**Article:**
******************************

With sequestration in place, those kept in power by WMD merchants are scrambling to service the folks that put them in office. And the people be damned.

Year after year, our congress refuses to revoke the the Authorization for Use of Military Force, used by presidents for a more than a decade to bomb just about anybody they please. It just wouldn't look patriotic to tear up the blank check for endless war that 9/11 is supposed to have justified.

Rep. Barbara Lee, the only member of Congress who dared to vote against the AUMF in 2001, has introduced a bill to repeal it. You can click here to tell the person who "represents" you in Congress to revoke the AUMF.

At the 10th anniversary of attacking Iraq under the ridiculous sobriquet "Shock and Awe" we're reminding ourselves that the whole war and occupation were founded on a series of known lies. It doesn't matter, because the purpose was making money and it succeeded handsomely on that score. We left Iraq in ruins and rife with civil unrest, exactly as intended.

******************************

**Material provided:**

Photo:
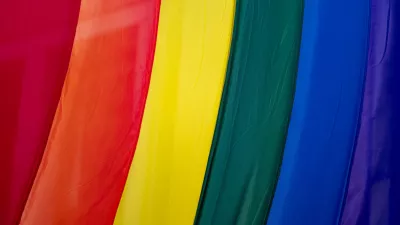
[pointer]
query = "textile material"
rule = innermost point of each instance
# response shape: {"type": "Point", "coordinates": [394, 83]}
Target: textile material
{"type": "Point", "coordinates": [254, 113]}
{"type": "Point", "coordinates": [325, 114]}
{"type": "Point", "coordinates": [166, 176]}
{"type": "Point", "coordinates": [373, 194]}
{"type": "Point", "coordinates": [35, 47]}
{"type": "Point", "coordinates": [96, 127]}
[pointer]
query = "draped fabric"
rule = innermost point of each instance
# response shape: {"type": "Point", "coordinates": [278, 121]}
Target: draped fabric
{"type": "Point", "coordinates": [373, 196]}
{"type": "Point", "coordinates": [254, 113]}
{"type": "Point", "coordinates": [95, 130]}
{"type": "Point", "coordinates": [325, 113]}
{"type": "Point", "coordinates": [35, 46]}
{"type": "Point", "coordinates": [166, 176]}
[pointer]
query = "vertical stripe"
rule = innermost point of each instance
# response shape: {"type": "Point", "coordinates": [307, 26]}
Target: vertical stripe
{"type": "Point", "coordinates": [254, 113]}
{"type": "Point", "coordinates": [96, 127]}
{"type": "Point", "coordinates": [373, 193]}
{"type": "Point", "coordinates": [165, 180]}
{"type": "Point", "coordinates": [325, 113]}
{"type": "Point", "coordinates": [35, 47]}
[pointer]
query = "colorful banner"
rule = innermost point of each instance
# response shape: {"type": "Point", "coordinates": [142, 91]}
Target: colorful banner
{"type": "Point", "coordinates": [35, 47]}
{"type": "Point", "coordinates": [96, 127]}
{"type": "Point", "coordinates": [254, 113]}
{"type": "Point", "coordinates": [325, 114]}
{"type": "Point", "coordinates": [373, 196]}
{"type": "Point", "coordinates": [166, 176]}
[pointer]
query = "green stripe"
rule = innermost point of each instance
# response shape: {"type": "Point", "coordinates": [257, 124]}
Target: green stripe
{"type": "Point", "coordinates": [253, 117]}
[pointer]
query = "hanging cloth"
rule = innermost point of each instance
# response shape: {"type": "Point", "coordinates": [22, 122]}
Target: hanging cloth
{"type": "Point", "coordinates": [254, 113]}
{"type": "Point", "coordinates": [96, 127]}
{"type": "Point", "coordinates": [166, 176]}
{"type": "Point", "coordinates": [373, 196]}
{"type": "Point", "coordinates": [325, 114]}
{"type": "Point", "coordinates": [35, 47]}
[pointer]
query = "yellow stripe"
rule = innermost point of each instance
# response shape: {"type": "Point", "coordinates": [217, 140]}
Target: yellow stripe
{"type": "Point", "coordinates": [166, 175]}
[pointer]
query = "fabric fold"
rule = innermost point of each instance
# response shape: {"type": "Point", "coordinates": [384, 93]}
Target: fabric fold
{"type": "Point", "coordinates": [253, 117]}
{"type": "Point", "coordinates": [96, 127]}
{"type": "Point", "coordinates": [325, 114]}
{"type": "Point", "coordinates": [35, 47]}
{"type": "Point", "coordinates": [165, 179]}
{"type": "Point", "coordinates": [373, 193]}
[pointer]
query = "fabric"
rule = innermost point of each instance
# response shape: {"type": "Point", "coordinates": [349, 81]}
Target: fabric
{"type": "Point", "coordinates": [373, 194]}
{"type": "Point", "coordinates": [325, 114]}
{"type": "Point", "coordinates": [35, 47]}
{"type": "Point", "coordinates": [96, 127]}
{"type": "Point", "coordinates": [166, 176]}
{"type": "Point", "coordinates": [254, 113]}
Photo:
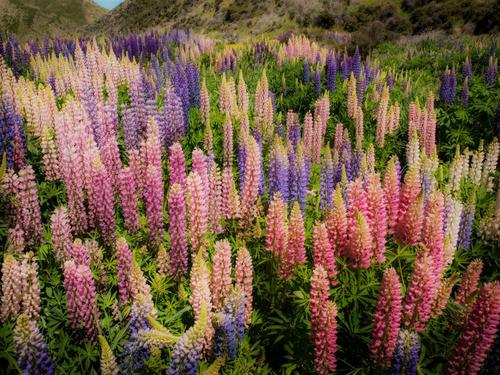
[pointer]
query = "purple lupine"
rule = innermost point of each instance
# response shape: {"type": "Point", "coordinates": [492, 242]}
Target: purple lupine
{"type": "Point", "coordinates": [406, 354]}
{"type": "Point", "coordinates": [356, 63]}
{"type": "Point", "coordinates": [326, 181]}
{"type": "Point", "coordinates": [331, 72]}
{"type": "Point", "coordinates": [465, 231]}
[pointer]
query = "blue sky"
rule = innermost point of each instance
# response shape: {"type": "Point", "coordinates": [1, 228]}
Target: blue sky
{"type": "Point", "coordinates": [108, 4]}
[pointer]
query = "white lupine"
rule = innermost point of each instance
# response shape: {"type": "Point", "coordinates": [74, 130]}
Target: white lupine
{"type": "Point", "coordinates": [454, 211]}
{"type": "Point", "coordinates": [490, 164]}
{"type": "Point", "coordinates": [477, 165]}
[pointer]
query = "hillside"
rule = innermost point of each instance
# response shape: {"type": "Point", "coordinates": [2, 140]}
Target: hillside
{"type": "Point", "coordinates": [27, 18]}
{"type": "Point", "coordinates": [369, 21]}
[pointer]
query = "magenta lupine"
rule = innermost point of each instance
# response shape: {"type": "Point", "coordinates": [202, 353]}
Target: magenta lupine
{"type": "Point", "coordinates": [421, 293]}
{"type": "Point", "coordinates": [296, 236]}
{"type": "Point", "coordinates": [177, 230]}
{"type": "Point", "coordinates": [378, 213]}
{"type": "Point", "coordinates": [103, 202]}
{"type": "Point", "coordinates": [336, 222]}
{"type": "Point", "coordinates": [128, 198]}
{"type": "Point", "coordinates": [221, 273]}
{"type": "Point", "coordinates": [228, 141]}
{"type": "Point", "coordinates": [392, 187]}
{"type": "Point", "coordinates": [387, 319]}
{"type": "Point", "coordinates": [124, 267]}
{"type": "Point", "coordinates": [433, 230]}
{"type": "Point", "coordinates": [323, 252]}
{"type": "Point", "coordinates": [81, 298]}
{"type": "Point", "coordinates": [62, 240]}
{"type": "Point", "coordinates": [252, 177]}
{"type": "Point", "coordinates": [466, 293]}
{"type": "Point", "coordinates": [244, 280]}
{"type": "Point", "coordinates": [198, 211]}
{"type": "Point", "coordinates": [478, 333]}
{"type": "Point", "coordinates": [11, 288]}
{"type": "Point", "coordinates": [177, 165]}
{"type": "Point", "coordinates": [215, 198]}
{"type": "Point", "coordinates": [153, 199]}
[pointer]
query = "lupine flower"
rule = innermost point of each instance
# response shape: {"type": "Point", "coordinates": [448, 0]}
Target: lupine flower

******************************

**What this exercise asks:**
a: Could you reproduce the commentary on the AUMF word for word, starting at "Rep. Barbara Lee, the" and ending at "revoke the AUMF."?
b: Will you resume the commentary on the AUMF and the Iraq war after its final sentence?

**Response list:**
a:
Rep. Barbara Lee, the only member of Congress who dared to vote against the AUMF in 2001, has introduced a bill to repeal it. You can click here to tell the person who "represents" you in Congress to revoke the AUMF.

b:
The Japanese people ended up starving for years, and devastated when their unaffordable military empire collapsed.

We of the Bring Our War $$ Home campaign and allies will be out in Maine with doorhangers during April, talking with our neighbors about where our resources are going (57% to military, currently) and where they should be going.

The conversations we have while passing out the doorhangers are often encouraging because of the realization of how much we have in common with our neighbors.

Our government is in trouble, people know it, and many of them understand the urgent need to come together in these perilous times.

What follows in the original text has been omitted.